_Provided entries_
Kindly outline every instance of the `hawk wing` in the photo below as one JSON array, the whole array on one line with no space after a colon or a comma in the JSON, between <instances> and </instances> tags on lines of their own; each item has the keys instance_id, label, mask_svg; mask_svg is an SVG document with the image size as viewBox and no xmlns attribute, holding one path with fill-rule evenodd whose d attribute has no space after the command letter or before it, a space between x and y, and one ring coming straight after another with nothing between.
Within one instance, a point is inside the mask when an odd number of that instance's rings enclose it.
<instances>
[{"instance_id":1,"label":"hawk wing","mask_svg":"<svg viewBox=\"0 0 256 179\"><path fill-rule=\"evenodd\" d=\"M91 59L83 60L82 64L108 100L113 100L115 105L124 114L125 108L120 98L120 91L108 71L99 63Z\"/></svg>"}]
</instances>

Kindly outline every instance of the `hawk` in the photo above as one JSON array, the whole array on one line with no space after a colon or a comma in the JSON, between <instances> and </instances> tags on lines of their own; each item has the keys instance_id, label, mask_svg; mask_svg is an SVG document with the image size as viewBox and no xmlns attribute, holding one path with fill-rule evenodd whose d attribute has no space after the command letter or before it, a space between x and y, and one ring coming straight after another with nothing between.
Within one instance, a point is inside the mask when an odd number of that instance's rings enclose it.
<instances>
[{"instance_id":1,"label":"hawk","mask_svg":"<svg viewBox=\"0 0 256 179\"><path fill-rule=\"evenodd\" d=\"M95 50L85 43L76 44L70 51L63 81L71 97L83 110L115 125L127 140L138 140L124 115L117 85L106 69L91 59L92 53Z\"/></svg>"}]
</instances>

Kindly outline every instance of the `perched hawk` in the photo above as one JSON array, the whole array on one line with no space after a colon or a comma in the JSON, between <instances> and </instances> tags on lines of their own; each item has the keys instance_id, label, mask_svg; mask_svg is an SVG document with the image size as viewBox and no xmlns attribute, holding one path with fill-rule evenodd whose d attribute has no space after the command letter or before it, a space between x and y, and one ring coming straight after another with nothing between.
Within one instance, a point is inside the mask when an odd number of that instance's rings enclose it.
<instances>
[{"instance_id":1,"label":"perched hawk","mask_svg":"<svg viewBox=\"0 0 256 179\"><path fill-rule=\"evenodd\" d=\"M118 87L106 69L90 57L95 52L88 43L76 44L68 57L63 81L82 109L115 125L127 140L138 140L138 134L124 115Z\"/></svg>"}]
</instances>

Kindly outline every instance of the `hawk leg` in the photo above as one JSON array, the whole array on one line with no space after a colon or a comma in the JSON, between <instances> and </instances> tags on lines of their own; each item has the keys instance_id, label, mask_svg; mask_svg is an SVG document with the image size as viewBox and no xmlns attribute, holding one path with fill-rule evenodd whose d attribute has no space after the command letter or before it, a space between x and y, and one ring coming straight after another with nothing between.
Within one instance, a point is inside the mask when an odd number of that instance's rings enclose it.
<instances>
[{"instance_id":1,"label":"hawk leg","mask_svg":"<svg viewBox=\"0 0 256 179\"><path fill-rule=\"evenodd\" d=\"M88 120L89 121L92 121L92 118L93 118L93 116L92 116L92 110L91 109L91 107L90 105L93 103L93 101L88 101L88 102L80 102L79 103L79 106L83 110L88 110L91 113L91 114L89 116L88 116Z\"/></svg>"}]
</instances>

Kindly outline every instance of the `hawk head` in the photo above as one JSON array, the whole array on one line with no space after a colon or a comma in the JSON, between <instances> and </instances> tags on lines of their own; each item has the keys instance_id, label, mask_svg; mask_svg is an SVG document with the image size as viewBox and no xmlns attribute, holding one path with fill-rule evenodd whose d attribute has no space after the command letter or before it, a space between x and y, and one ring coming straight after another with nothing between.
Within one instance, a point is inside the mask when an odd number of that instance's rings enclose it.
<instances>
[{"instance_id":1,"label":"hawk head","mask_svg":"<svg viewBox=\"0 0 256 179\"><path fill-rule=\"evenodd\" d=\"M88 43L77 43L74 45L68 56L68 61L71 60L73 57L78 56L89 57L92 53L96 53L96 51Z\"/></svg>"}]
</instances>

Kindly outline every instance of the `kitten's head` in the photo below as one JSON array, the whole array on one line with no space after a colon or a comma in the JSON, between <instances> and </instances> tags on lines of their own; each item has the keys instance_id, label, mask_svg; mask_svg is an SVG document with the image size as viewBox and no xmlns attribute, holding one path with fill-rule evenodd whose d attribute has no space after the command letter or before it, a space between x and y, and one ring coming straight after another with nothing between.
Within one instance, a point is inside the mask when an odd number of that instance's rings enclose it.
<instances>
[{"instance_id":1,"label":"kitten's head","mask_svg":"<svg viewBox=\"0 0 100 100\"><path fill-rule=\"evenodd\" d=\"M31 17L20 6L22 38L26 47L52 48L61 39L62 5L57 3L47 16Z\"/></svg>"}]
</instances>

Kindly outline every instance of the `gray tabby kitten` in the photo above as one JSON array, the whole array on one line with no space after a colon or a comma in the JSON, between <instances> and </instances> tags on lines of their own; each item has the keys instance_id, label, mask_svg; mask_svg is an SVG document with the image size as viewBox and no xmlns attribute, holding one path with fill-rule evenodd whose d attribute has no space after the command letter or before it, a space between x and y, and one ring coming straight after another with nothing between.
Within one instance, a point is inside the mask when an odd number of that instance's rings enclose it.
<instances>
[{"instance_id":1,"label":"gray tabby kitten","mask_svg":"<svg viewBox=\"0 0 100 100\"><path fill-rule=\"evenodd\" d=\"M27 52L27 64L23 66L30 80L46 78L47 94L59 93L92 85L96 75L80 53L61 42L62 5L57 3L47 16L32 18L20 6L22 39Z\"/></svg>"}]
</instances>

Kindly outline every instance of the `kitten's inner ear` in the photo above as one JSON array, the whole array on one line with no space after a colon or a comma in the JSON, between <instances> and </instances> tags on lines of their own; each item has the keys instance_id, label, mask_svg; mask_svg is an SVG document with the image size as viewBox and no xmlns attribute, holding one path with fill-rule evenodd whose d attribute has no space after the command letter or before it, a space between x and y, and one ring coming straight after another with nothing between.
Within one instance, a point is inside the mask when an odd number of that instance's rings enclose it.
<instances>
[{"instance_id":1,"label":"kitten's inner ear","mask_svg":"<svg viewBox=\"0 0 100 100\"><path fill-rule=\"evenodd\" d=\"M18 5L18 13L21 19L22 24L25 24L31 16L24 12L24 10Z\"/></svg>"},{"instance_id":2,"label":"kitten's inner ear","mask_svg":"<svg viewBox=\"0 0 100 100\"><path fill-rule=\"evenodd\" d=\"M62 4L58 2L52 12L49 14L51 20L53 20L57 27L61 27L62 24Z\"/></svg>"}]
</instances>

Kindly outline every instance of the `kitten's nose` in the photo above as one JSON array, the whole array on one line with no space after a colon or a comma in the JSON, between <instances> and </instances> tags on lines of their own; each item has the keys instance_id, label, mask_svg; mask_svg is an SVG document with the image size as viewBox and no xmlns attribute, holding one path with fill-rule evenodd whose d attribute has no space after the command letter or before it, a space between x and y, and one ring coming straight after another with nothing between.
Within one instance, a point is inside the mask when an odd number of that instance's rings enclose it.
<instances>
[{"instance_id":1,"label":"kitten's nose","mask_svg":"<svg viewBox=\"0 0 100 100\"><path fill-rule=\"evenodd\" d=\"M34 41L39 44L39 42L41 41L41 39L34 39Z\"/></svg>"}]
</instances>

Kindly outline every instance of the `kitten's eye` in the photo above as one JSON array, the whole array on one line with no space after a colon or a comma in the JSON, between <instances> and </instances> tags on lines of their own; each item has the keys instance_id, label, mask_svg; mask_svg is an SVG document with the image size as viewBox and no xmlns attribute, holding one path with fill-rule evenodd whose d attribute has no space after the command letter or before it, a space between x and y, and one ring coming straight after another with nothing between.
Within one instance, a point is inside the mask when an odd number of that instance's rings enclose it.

_Work to be completed_
Retype all of the data shown above, word for word.

_The result_
Kindly outline every instance of the `hawk wing` in the photo below as one JSON array, the whole array on one line with no space after a colon or a comma in the JSON, between <instances> and </instances> tags on lines of their own; each item has the keys instance_id, label, mask_svg; mask_svg is an SVG document with the image size as viewBox and no xmlns attribute, holding one path with fill-rule evenodd whose d attribute has no space after the command letter or before it, a space between x and y, and one ring coming straight after another with nothing between.
Within one instance, a point is inside the mask when an odd number of that instance's rings enclose it.
<instances>
[{"instance_id":1,"label":"hawk wing","mask_svg":"<svg viewBox=\"0 0 256 179\"><path fill-rule=\"evenodd\" d=\"M91 59L83 60L82 64L108 100L113 100L115 105L124 114L125 108L120 98L120 91L108 71L99 63Z\"/></svg>"}]
</instances>

Kindly outline every instance of the `hawk` in the photo above as one JSON array, the whole array on one line with no space after a colon or a comma in the JSON, between <instances> and </instances> tags on lines of their own; each item has the keys instance_id, label, mask_svg; mask_svg is an SVG document with the image size as viewBox and no xmlns attribute, holding one path with fill-rule evenodd whose d attribute has no space after the command letter or before it, a space between x and y, and one ring coming straight after another with nothing between.
Within one instance, a point is inside the mask when an odd number of that instance's rings enclose it.
<instances>
[{"instance_id":1,"label":"hawk","mask_svg":"<svg viewBox=\"0 0 256 179\"><path fill-rule=\"evenodd\" d=\"M95 50L85 43L76 44L70 51L63 81L71 97L83 110L115 125L127 140L138 140L124 115L117 85L106 69L91 59L92 53Z\"/></svg>"}]
</instances>

Kindly outline every instance of the `perched hawk` in the photo above as one JSON array, the whole array on one line with no space after a colon or a comma in the JSON, between <instances> and </instances> tags on lines of their own; each item has the keys instance_id, label, mask_svg; mask_svg is an SVG document with the image size as viewBox and no xmlns attribute, holding one path with fill-rule evenodd whose d attribute has no space after the command letter or before it, a space between x and y, and one ring coming straight after another with nothing between.
Within one instance, a point is inside the mask when an odd number of that instance's rings enclose it.
<instances>
[{"instance_id":1,"label":"perched hawk","mask_svg":"<svg viewBox=\"0 0 256 179\"><path fill-rule=\"evenodd\" d=\"M118 87L106 69L90 57L95 52L88 43L76 44L68 57L63 81L82 109L115 125L127 140L138 140L138 134L124 115Z\"/></svg>"}]
</instances>

Kindly outline every instance of the `hawk leg` in the photo above as one JSON array, the whole array on one line with no space after a colon or a comma in the JSON, between <instances> and </instances> tags on lines of their own; each item has the keys instance_id, label, mask_svg; mask_svg is an SVG document with the image size as viewBox and no xmlns attribute, holding one path with fill-rule evenodd whose d attribute has no space after the command letter or before it, a space between x and y, and one ring coming straight after another with nothing between.
Within one instance, a point is inside the mask when an odd number of that instance's rings enclose it.
<instances>
[{"instance_id":1,"label":"hawk leg","mask_svg":"<svg viewBox=\"0 0 256 179\"><path fill-rule=\"evenodd\" d=\"M88 120L89 121L92 121L92 118L93 118L93 116L92 116L92 110L91 109L91 107L90 105L93 103L93 101L88 101L88 102L80 102L79 103L79 106L83 110L88 110L91 113L91 114L89 116L88 116Z\"/></svg>"}]
</instances>

Kindly outline every instance of the `hawk head` in the photo above as one JSON array, the whole array on one line with no space after a colon or a comma in the JSON, between <instances> and </instances> tags on lines of their own; each item has the keys instance_id, label, mask_svg; mask_svg is an SVG document with the image size as viewBox and no xmlns attribute, holding one path with fill-rule evenodd whose d attribute has no space after the command letter or before it, a space between x and y, and one ring coming straight after another with nothing between.
Within one instance, a point is inside the mask when an odd number of that instance's rings enclose it.
<instances>
[{"instance_id":1,"label":"hawk head","mask_svg":"<svg viewBox=\"0 0 256 179\"><path fill-rule=\"evenodd\" d=\"M88 43L77 43L74 45L68 56L68 61L71 60L73 57L78 56L89 57L92 53L96 53L96 51Z\"/></svg>"}]
</instances>

Kindly outline every instance of the `kitten's head` in the photo below as one JSON array, the whole array on one line with no space after a colon or a comma in the JSON, between <instances> and </instances> tags on lines of their own; each item has the keys instance_id, label, mask_svg; mask_svg is an SVG document with the image size as viewBox and no xmlns attribute, holding one path with fill-rule evenodd whose d attribute has no space after the command letter or before it, a space between x and y, and one ring coming straight after another with nothing between.
Within one instance, a point is inside the mask when an odd number of that instance's rings enclose it.
<instances>
[{"instance_id":1,"label":"kitten's head","mask_svg":"<svg viewBox=\"0 0 100 100\"><path fill-rule=\"evenodd\" d=\"M31 17L20 6L22 38L26 47L52 48L61 39L62 5L57 3L47 16Z\"/></svg>"}]
</instances>

Kindly outline every instance of the `gray tabby kitten` in the photo above as one JSON array, the whole array on one line with no space after a colon or a comma in the JSON, between <instances> and </instances> tags on lines of their own; each item has the keys instance_id, label, mask_svg; mask_svg is an SVG document with the image size as viewBox and no xmlns attribute, holding one path with fill-rule evenodd whose d attribute has no space after the command letter or before it, a space between x and y, and one ring coming straight after another with nothing between.
Within one instance, a point is inside the mask when an odd number of that instance's rings enclose it.
<instances>
[{"instance_id":1,"label":"gray tabby kitten","mask_svg":"<svg viewBox=\"0 0 100 100\"><path fill-rule=\"evenodd\" d=\"M27 52L27 64L23 66L30 80L46 78L47 94L59 93L92 85L96 75L80 53L61 42L62 5L57 3L47 16L32 18L20 6L22 39Z\"/></svg>"}]
</instances>

Kindly outline every instance of the `kitten's inner ear` in the photo above as one JSON array, the whole array on one line with no space after a colon or a comma in the JSON, between <instances> and </instances> tags on lines of their own; each item has the keys instance_id, label, mask_svg; mask_svg is an SVG document with the image size as viewBox and no xmlns attribute, holding one path with fill-rule evenodd whose d attribute has no space after the command letter or before it, a space between x and y, and one ring coming straight after another with nothing between.
Within one instance, a point is inside the mask when an odd number of that instance's rings enclose it.
<instances>
[{"instance_id":1,"label":"kitten's inner ear","mask_svg":"<svg viewBox=\"0 0 100 100\"><path fill-rule=\"evenodd\" d=\"M18 5L18 13L21 19L22 24L25 24L31 16L24 12L24 10Z\"/></svg>"},{"instance_id":2,"label":"kitten's inner ear","mask_svg":"<svg viewBox=\"0 0 100 100\"><path fill-rule=\"evenodd\" d=\"M62 4L58 2L52 12L49 14L51 20L53 20L57 27L61 27L62 24Z\"/></svg>"}]
</instances>

Kindly outline every instance of the `kitten's nose` in the photo above as one JSON array, the whole array on one line with no space after a colon or a comma in the JSON, between <instances> and </instances> tags on lines of their own; each item has the keys instance_id, label, mask_svg; mask_svg is an SVG document with the image size as viewBox and no xmlns attribute, holding one path with fill-rule evenodd whose d attribute has no space after the command letter or before it, a space between x and y, and one ring coming straight after another with nothing between.
Within one instance, a point is inside the mask when an odd number of that instance's rings enclose it.
<instances>
[{"instance_id":1,"label":"kitten's nose","mask_svg":"<svg viewBox=\"0 0 100 100\"><path fill-rule=\"evenodd\" d=\"M34 41L39 44L39 42L41 41L41 39L34 39Z\"/></svg>"}]
</instances>

Kindly outline every instance of the `kitten's eye` in the photo above as one JSON array, the whole array on one line with no space after a colon or a comma in the JSON, between <instances> and </instances> tags on lines of their own; each item has the keys instance_id, label, mask_svg; mask_svg is an SVG document with the image size as viewBox and no xmlns attribute, holding one path with fill-rule evenodd whose d attribute has no space after the command letter or before it, a space between x and y, and one ring coming straight after another with nothing between.
Within one instance, a point is inside the mask when an odd number of that instance's rings enclose it.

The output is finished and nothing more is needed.